/---
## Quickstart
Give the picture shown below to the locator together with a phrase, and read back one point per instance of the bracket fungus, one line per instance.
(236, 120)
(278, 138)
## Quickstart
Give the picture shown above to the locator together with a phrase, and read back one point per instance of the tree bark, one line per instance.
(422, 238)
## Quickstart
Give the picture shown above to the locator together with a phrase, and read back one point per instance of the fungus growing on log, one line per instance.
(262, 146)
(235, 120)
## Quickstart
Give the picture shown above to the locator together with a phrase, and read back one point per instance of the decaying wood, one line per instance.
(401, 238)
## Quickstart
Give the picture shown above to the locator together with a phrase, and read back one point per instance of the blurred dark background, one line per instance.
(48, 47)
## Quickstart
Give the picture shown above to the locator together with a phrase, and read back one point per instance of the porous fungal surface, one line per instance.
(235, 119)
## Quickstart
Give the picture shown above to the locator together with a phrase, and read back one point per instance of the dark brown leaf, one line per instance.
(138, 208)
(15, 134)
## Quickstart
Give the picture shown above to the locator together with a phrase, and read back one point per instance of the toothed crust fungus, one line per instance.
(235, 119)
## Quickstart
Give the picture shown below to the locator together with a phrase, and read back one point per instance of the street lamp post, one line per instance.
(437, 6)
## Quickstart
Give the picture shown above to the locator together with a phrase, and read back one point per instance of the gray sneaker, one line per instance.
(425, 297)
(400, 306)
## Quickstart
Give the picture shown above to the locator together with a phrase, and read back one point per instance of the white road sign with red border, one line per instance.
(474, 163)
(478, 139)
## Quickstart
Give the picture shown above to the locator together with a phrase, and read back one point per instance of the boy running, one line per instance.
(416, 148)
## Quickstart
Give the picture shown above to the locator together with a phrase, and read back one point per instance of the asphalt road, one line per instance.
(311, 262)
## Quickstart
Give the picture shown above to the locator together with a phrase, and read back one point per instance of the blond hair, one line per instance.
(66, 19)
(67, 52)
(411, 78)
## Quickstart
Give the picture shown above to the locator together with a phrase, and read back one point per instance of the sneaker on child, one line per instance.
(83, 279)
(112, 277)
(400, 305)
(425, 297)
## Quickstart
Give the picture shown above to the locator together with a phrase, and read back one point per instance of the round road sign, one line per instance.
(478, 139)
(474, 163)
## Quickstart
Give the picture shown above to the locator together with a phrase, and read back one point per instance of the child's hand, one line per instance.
\---
▶ [Task requirements]
Please gather every line in the items above that contains the word "sign" and copy each one in full. Matching is case-sensitive.

▶ [Written answer]
Give the picture shown above to the locator together with a phrase, and read back one point per instance of the white road sign with red border, one line per instance.
Give the picture shown above to the locator together with a phrase, and read back one point per instance of the round road sign, one line per instance.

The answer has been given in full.